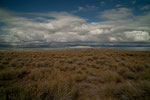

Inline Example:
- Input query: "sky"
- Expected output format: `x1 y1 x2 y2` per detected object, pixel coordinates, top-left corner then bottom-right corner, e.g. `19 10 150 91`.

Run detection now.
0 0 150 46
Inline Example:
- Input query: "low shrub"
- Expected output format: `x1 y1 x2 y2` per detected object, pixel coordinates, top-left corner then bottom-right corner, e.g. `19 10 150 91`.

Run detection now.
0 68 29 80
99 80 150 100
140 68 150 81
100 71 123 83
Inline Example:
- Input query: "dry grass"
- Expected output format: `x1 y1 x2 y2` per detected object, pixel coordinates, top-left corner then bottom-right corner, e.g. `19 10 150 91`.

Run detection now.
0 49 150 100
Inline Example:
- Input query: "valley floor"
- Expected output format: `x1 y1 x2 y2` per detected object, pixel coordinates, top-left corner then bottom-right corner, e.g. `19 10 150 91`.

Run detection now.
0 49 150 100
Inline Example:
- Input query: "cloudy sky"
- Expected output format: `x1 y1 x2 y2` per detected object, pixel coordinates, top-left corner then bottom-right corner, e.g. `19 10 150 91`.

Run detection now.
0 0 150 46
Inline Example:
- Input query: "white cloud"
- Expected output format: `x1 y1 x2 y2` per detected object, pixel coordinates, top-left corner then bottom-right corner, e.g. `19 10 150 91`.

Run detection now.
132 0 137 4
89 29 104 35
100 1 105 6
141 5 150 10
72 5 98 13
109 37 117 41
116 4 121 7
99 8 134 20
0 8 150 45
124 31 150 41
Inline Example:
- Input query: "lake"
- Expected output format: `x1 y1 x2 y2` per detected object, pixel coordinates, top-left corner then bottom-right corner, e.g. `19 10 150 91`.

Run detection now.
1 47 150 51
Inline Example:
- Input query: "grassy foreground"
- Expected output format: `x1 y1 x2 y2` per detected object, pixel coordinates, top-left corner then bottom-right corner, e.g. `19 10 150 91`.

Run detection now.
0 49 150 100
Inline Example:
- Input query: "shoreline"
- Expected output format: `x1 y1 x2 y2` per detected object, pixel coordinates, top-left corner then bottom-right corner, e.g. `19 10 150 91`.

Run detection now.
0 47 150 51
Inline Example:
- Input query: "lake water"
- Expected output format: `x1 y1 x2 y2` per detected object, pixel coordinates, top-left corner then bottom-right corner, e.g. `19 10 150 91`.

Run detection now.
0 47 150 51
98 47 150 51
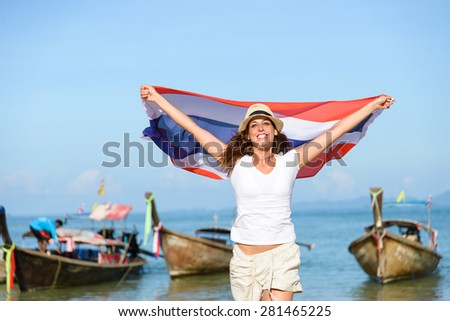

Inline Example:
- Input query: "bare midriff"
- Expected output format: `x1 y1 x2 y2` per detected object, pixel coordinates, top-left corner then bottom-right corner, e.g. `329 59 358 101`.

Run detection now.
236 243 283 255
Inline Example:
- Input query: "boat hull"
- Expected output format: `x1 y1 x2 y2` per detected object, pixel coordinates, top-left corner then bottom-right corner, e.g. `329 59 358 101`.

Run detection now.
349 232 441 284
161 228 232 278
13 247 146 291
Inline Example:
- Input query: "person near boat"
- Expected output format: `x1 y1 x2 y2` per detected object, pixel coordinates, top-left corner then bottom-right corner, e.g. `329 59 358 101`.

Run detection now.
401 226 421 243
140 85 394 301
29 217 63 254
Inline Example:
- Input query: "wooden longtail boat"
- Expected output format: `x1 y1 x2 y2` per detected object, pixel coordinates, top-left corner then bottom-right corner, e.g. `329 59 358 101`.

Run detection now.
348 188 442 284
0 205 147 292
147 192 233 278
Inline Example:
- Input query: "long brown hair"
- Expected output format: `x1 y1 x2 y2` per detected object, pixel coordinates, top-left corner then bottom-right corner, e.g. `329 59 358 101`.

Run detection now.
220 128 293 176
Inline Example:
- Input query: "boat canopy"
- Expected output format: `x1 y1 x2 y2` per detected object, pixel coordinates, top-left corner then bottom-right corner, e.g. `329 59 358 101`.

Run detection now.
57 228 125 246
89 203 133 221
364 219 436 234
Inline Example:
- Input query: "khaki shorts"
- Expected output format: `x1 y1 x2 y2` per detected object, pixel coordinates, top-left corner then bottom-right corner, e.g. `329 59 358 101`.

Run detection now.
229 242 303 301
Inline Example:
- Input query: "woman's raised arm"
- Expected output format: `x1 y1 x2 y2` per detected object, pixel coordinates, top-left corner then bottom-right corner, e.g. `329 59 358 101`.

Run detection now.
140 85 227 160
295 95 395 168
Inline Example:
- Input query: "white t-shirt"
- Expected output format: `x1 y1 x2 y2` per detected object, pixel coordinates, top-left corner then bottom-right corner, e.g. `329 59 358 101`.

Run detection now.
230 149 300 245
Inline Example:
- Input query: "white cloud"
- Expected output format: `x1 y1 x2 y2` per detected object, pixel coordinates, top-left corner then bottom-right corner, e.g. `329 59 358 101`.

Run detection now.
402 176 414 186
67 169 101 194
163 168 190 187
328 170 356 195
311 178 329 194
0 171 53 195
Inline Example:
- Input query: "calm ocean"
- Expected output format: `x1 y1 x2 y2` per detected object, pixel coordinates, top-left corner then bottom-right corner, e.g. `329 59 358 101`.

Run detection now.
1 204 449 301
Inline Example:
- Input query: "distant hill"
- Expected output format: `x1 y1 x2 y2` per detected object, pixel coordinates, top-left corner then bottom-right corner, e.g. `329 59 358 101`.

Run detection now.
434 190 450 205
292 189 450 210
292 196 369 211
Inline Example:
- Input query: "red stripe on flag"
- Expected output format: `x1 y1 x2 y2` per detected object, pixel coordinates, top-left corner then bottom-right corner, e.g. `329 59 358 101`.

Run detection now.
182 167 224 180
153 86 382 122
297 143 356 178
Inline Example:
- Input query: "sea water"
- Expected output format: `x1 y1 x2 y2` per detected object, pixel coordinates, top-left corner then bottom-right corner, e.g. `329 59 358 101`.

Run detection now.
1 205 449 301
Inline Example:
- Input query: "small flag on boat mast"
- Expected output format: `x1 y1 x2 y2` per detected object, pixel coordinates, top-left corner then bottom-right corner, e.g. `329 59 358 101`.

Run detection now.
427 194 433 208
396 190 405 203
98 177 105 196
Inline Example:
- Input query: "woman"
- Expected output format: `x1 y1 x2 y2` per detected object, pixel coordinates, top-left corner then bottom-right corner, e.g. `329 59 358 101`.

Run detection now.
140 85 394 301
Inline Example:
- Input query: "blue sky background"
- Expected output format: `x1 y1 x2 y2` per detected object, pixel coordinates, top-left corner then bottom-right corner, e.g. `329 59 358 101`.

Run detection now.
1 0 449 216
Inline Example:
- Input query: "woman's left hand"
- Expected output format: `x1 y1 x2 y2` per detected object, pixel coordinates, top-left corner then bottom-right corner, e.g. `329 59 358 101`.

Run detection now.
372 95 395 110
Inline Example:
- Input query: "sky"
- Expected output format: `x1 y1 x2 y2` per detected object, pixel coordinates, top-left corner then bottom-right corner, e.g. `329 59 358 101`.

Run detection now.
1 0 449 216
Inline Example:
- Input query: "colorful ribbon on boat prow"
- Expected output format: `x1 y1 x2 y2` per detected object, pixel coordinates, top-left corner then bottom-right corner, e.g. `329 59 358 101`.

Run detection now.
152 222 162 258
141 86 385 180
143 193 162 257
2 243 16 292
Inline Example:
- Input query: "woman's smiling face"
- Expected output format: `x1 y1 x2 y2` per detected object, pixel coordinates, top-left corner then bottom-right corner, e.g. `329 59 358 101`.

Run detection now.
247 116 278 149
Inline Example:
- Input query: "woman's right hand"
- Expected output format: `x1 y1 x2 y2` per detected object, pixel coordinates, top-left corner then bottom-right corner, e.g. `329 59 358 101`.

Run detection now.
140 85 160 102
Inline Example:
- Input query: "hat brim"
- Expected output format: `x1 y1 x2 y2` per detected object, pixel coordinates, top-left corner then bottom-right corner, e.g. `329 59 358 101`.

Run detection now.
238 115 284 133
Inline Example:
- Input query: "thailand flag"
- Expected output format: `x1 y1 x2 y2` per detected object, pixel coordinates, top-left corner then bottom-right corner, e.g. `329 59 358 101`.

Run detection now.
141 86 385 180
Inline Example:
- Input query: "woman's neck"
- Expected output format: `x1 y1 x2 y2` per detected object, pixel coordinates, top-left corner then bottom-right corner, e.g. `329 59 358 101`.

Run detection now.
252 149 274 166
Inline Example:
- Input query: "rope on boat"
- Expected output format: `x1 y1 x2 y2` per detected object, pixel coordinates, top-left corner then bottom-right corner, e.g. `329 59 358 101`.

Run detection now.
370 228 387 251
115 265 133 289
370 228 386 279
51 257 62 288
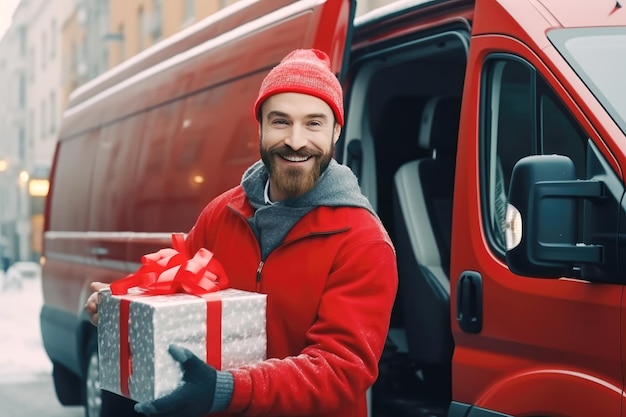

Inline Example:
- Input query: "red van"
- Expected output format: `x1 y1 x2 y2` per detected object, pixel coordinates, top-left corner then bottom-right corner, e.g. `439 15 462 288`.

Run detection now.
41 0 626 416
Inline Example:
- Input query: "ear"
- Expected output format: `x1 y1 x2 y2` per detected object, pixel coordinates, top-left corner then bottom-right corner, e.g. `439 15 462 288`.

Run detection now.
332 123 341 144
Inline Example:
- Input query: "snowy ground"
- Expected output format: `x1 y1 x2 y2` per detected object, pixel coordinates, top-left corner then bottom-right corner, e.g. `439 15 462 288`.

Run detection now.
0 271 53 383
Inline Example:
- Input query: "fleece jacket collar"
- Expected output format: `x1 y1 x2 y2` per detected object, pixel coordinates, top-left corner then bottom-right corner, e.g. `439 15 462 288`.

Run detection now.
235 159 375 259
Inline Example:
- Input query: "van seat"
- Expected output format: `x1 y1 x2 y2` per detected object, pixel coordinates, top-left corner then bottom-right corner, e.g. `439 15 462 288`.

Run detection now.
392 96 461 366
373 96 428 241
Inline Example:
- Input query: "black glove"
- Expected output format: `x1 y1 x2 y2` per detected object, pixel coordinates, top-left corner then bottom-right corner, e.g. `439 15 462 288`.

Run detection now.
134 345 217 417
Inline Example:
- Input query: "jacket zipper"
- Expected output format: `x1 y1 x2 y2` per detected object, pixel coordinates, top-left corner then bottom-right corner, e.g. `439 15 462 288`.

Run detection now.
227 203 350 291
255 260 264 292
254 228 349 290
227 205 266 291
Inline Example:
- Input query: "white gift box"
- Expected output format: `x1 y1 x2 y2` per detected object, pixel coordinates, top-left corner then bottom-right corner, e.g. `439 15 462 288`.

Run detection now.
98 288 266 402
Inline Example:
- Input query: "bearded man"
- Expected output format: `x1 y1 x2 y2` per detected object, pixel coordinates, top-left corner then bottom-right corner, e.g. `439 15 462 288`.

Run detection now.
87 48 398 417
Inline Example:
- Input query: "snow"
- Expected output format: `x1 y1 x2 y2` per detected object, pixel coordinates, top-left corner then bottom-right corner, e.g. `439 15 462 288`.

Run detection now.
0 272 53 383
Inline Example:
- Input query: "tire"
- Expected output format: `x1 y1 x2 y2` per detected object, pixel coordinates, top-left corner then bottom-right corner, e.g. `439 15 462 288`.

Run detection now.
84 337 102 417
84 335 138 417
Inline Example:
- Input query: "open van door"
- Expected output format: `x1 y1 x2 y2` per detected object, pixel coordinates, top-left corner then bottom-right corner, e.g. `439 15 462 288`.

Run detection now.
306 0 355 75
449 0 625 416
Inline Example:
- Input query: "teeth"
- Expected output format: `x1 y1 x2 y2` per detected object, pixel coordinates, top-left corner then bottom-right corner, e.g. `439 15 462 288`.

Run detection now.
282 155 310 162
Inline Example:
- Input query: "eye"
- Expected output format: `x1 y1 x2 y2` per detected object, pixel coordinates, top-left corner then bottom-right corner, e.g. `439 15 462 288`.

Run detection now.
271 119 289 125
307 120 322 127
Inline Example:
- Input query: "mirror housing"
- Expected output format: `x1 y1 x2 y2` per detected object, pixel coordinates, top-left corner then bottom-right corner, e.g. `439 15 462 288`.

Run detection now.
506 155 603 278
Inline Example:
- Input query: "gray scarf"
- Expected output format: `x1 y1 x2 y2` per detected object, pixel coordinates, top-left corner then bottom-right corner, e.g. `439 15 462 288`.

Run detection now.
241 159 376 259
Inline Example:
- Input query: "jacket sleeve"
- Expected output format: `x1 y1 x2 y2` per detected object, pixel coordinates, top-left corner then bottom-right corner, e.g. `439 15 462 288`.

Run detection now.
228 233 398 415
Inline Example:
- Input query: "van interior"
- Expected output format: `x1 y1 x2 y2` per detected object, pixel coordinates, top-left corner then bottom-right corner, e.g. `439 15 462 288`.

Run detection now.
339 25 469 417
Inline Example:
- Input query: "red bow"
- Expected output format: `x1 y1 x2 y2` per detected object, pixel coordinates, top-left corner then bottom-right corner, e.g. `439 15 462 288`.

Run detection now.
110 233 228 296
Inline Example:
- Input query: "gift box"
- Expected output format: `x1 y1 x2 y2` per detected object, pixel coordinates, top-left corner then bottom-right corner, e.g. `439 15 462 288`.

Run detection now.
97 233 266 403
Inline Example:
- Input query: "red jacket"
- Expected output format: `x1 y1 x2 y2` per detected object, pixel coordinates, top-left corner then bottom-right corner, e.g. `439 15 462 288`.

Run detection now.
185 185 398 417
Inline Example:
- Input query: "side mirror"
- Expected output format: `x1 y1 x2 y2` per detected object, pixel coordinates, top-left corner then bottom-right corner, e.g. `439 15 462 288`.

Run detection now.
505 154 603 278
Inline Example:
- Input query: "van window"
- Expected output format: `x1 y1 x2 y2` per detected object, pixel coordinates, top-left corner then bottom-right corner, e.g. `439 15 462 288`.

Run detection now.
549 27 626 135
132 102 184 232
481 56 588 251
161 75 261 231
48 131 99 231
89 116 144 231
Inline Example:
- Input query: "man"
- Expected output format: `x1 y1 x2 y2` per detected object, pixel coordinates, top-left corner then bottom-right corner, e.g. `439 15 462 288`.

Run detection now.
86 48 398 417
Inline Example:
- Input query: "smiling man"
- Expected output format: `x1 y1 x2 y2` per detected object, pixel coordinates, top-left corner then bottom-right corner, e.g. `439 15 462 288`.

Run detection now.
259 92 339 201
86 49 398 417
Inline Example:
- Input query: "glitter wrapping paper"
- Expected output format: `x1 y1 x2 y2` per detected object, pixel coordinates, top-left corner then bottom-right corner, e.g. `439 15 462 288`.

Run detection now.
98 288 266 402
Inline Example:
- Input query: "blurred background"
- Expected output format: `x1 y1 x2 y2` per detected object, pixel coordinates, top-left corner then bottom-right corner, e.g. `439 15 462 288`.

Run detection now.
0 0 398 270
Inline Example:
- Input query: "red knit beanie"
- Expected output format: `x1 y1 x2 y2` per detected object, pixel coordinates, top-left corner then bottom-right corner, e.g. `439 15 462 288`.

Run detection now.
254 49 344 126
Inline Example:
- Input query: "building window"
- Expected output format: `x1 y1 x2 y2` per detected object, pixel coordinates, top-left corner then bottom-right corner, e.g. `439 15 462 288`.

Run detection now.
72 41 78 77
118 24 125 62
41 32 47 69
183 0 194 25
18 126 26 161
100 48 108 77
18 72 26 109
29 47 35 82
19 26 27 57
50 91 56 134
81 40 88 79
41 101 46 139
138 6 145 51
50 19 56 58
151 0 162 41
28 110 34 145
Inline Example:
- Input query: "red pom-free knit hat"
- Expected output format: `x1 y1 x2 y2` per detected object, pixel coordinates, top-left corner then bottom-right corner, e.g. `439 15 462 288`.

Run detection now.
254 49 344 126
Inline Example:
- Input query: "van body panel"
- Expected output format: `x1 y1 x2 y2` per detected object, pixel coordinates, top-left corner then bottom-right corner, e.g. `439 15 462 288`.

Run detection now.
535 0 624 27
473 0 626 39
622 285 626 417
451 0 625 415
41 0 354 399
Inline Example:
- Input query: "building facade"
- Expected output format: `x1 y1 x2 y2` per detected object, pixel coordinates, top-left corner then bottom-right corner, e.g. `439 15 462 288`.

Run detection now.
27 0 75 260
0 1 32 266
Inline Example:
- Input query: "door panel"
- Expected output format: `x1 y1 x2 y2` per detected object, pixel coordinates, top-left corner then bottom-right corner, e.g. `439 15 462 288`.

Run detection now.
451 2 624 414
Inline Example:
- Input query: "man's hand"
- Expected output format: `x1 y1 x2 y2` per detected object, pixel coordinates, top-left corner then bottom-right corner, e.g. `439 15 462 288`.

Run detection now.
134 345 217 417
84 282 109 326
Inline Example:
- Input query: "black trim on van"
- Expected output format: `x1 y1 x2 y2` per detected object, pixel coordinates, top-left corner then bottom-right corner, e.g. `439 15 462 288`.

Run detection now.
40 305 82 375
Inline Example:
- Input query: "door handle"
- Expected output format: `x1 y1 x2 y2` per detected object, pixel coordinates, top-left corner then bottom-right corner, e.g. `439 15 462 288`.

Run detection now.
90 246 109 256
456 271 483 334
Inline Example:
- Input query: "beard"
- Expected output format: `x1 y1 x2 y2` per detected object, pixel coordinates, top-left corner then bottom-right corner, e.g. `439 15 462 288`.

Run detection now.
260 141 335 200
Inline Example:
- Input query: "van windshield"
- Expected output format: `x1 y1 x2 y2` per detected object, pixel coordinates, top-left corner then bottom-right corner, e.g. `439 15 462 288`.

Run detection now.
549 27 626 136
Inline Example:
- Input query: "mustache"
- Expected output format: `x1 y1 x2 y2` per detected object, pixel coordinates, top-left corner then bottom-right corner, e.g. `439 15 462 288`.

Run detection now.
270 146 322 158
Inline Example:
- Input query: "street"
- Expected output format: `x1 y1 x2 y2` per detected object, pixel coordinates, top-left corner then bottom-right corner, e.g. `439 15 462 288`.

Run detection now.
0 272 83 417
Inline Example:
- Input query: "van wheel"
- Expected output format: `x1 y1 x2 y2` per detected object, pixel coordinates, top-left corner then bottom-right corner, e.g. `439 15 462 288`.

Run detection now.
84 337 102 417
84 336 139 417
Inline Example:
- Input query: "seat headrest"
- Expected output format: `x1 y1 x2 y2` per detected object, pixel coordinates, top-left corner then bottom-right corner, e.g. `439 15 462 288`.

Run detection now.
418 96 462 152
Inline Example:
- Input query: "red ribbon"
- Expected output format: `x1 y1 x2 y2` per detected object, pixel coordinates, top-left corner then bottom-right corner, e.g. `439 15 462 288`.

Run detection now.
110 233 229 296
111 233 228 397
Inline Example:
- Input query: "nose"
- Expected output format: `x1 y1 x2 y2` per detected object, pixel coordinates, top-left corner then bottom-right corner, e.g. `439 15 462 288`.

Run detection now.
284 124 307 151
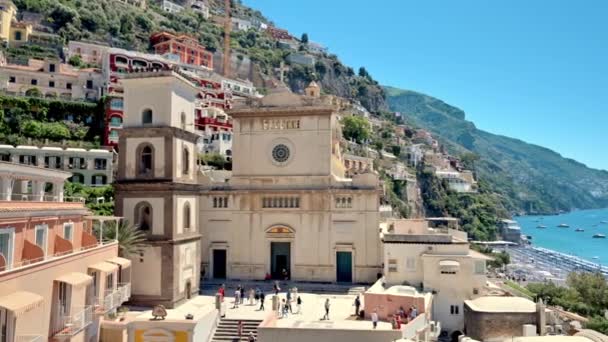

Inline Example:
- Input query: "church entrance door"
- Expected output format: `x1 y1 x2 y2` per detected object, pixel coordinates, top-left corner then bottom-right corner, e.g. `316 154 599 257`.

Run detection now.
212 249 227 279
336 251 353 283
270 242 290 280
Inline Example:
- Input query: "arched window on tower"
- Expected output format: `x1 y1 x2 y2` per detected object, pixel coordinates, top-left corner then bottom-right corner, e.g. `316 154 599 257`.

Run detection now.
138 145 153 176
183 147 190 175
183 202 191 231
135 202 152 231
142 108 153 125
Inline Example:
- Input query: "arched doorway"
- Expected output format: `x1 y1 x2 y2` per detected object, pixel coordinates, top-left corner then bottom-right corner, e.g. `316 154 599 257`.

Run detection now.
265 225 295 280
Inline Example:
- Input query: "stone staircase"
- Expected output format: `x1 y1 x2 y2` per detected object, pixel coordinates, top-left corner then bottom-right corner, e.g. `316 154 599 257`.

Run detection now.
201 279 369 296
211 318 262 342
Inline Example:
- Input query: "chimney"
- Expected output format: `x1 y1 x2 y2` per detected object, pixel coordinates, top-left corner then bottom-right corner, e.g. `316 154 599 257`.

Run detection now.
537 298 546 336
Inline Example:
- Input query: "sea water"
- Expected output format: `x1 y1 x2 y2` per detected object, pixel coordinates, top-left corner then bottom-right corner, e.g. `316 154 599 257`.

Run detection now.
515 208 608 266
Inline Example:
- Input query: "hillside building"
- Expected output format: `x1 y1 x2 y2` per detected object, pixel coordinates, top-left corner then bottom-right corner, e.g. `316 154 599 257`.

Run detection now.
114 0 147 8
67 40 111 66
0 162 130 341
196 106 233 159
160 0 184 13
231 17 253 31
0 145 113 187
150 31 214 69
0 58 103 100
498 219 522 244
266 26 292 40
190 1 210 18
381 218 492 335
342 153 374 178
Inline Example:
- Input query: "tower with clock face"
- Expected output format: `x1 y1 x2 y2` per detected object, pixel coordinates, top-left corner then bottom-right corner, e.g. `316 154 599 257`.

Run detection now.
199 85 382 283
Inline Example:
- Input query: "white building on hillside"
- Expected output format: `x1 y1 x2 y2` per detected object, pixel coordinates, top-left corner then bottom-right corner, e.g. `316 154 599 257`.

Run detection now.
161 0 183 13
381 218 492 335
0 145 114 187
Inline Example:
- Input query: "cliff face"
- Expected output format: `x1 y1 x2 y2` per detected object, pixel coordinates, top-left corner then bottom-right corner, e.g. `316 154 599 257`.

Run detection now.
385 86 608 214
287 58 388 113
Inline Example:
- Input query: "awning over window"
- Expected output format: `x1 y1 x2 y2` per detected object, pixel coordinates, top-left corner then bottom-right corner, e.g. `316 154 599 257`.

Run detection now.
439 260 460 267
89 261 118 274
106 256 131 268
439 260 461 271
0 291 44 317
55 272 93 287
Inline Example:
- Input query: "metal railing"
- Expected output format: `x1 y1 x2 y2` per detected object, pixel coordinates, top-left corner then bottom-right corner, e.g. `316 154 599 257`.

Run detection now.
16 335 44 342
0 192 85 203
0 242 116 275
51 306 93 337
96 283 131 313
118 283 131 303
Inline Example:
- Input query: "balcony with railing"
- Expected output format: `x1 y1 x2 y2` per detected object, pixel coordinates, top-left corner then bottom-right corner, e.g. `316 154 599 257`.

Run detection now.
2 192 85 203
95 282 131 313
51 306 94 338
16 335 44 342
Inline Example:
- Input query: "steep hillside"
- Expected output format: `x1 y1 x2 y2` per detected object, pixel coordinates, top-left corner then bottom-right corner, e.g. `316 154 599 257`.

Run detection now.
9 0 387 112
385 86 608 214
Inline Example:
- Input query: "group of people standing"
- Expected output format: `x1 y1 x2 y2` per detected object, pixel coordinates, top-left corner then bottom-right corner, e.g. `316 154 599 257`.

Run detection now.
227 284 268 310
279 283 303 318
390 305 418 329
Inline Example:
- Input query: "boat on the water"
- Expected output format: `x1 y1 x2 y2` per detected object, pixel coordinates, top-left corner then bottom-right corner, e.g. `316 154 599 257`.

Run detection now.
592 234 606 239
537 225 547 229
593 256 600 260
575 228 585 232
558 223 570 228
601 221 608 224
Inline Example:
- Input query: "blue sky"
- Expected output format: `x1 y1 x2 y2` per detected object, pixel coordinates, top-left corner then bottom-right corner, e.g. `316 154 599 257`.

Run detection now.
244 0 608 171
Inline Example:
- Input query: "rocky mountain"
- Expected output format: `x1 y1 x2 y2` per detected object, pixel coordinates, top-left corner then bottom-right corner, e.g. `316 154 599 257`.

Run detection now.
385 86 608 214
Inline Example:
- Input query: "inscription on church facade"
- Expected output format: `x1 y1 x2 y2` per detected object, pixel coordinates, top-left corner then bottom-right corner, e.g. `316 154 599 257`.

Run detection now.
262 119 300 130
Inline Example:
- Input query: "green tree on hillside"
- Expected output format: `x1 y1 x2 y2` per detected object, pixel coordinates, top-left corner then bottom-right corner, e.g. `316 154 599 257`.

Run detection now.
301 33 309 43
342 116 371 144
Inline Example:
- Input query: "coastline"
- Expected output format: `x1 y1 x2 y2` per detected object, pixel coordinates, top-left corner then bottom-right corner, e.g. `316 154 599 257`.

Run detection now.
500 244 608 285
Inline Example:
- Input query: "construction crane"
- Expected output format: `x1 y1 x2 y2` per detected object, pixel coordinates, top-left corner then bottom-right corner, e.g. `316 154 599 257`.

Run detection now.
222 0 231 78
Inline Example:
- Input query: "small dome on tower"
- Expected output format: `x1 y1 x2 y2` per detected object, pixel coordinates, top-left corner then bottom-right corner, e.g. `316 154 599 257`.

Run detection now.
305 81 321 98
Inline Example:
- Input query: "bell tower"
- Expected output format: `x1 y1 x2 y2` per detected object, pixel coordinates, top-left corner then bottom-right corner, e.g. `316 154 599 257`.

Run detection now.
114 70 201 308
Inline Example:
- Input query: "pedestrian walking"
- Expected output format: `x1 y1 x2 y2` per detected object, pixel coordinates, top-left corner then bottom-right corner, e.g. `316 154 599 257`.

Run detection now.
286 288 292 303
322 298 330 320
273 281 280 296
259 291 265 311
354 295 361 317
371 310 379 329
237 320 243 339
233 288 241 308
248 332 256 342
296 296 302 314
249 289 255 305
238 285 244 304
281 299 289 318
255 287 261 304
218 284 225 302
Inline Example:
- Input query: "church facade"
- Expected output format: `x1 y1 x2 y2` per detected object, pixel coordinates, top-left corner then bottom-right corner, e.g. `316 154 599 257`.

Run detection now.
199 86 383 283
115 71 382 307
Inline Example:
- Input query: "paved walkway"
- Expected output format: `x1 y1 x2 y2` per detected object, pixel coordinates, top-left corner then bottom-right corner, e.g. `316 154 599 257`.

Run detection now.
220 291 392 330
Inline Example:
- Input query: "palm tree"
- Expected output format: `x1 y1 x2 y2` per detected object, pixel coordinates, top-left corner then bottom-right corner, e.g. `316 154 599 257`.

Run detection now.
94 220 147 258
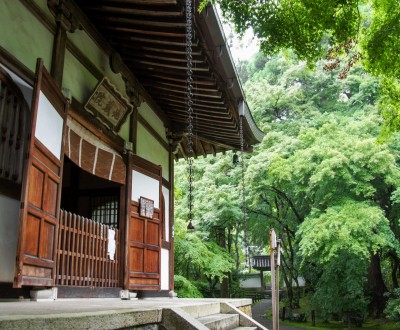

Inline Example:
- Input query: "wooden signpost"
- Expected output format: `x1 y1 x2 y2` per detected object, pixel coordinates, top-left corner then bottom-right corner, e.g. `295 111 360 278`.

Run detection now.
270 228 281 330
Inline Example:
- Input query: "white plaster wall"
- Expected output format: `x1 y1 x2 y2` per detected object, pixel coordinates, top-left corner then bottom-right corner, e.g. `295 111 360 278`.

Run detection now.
-=-=-
:: WORK INSTRUCTION ::
Could you report every line of the material that contains the string "building"?

:: ANSWER SPACE ::
- Input query: "building window"
- Input query: "building facade"
- Input query: "hillside building"
- Input query: "white building on hillside"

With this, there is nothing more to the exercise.